§ **Exercise description**
Count how many lines of the material below contain the word "logo", matching case exactly, and give only that number.

§ **Entries**

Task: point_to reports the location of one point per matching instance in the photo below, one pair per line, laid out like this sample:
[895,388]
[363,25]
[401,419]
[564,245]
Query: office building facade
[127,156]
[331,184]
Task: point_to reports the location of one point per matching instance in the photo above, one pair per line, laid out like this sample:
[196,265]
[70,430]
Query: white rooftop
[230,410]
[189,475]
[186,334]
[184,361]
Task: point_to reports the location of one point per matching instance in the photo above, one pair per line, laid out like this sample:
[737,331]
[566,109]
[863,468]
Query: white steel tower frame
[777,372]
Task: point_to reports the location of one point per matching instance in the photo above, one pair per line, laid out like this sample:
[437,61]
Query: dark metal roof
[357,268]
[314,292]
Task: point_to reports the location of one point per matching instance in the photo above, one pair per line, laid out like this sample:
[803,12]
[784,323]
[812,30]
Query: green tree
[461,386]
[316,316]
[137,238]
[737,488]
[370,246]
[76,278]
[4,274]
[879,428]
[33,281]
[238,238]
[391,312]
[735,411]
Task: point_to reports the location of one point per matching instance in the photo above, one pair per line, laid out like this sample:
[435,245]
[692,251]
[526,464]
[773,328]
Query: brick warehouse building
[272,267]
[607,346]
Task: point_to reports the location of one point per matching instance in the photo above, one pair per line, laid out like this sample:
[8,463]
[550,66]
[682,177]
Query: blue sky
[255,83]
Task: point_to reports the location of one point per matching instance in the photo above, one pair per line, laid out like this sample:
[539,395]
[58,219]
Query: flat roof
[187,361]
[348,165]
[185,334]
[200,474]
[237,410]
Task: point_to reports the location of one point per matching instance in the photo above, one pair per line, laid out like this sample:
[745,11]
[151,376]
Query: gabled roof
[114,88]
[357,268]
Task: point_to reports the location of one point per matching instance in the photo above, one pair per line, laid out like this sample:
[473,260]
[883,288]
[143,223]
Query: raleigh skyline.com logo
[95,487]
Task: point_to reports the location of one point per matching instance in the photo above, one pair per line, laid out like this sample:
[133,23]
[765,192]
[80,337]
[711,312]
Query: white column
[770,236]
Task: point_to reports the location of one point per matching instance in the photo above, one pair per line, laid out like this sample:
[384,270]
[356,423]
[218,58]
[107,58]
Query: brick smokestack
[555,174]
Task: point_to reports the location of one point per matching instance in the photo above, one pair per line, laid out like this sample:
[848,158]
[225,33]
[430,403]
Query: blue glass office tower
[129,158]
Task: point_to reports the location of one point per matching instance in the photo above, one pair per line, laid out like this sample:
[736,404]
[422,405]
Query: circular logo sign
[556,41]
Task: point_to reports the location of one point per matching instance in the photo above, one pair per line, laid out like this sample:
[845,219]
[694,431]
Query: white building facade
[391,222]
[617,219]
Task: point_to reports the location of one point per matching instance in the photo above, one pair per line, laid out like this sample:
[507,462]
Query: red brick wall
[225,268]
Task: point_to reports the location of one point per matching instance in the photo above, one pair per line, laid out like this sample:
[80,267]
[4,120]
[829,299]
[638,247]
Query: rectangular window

§ **Solution**
2